▶ Selected extract:
________________________________________

Dataface Tasks

Define context-aware style system

IDGRAPH_LIBRARY-DEFINE_CONTEXT_AWARE_STYLE_SYSTEM
Statusnot_started
Priorityp1
Milestonem2-internal-adoption-design-partners
Ownerdata-viz-designer-engineer

Problem

Define the downstream context-aware style system for Dataface charts: when style decisions should vary by chart family, reading task, semantic context, dashboard context, or mark structure. Consolidate existing graph-library notes on axis side, legend versus direct labeling, title/subtitle blocks, reference-mark emphasis, categorical palette behavior, single-series versus multi-series color posture, and other context-sensitive defaults. Recommend which parts belong in structure presets, theme defaults, chart-level overrides, or later decision architecture.

Context

  • The M1 chart-batch work has surfaced a growing set of style decisions that are clearly important, but do not all belong in immediate M1 implementation work. They are context-sensitive: the right answer can vary by chart family, reading task, dashboard role, or semantic framing.

________________________________________

▶ Work to complete:
1. Translate this sentence from the Dataface task page into Spanish: "Recommend which parts belong in structure presets, theme defaults, chart-level overrides, or later decision architecture."
2. Do these statements agree with the Dataface task page? For each, answer yes or no and quote the words that decide it.
(a) Every style decision found in the M1 chart-batch work belongs in immediate M1 implementation work.
(b) Legend versus direct labeling is one of the graph-library notes to be consolidated.
(c) The right style answer stays the same for every chart family.

________________________________________

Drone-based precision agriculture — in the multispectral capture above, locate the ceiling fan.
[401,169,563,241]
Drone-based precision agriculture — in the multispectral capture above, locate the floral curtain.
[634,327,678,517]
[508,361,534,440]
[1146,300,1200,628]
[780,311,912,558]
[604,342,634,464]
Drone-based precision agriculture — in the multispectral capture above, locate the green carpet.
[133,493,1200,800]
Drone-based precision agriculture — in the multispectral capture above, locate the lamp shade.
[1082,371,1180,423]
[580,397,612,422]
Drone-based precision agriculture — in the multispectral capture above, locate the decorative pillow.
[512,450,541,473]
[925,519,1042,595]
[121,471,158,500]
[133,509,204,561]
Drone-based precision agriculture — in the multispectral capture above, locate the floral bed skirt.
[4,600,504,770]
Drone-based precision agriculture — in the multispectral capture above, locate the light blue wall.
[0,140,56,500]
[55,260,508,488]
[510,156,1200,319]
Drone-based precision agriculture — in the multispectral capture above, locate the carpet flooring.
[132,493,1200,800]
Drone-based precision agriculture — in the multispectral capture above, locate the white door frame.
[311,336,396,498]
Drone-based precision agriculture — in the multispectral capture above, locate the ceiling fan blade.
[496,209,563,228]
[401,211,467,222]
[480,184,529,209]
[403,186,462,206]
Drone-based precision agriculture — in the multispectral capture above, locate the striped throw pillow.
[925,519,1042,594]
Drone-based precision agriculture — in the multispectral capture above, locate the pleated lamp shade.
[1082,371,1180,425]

________________________________________

▶ In response:
1. Recomienda qué partes corresponden a los ajustes preestablecidos de estructura, a los valores predeterminados del tema, a las anulaciones a nivel de gráfico o a una arquitectura de decisiones posterior.

2.
(a) No: "do not all belong in immediate M1 implementation work"
(b) Yes: "legend versus direct labeling"
(c) No: "the right answer can vary by chart family"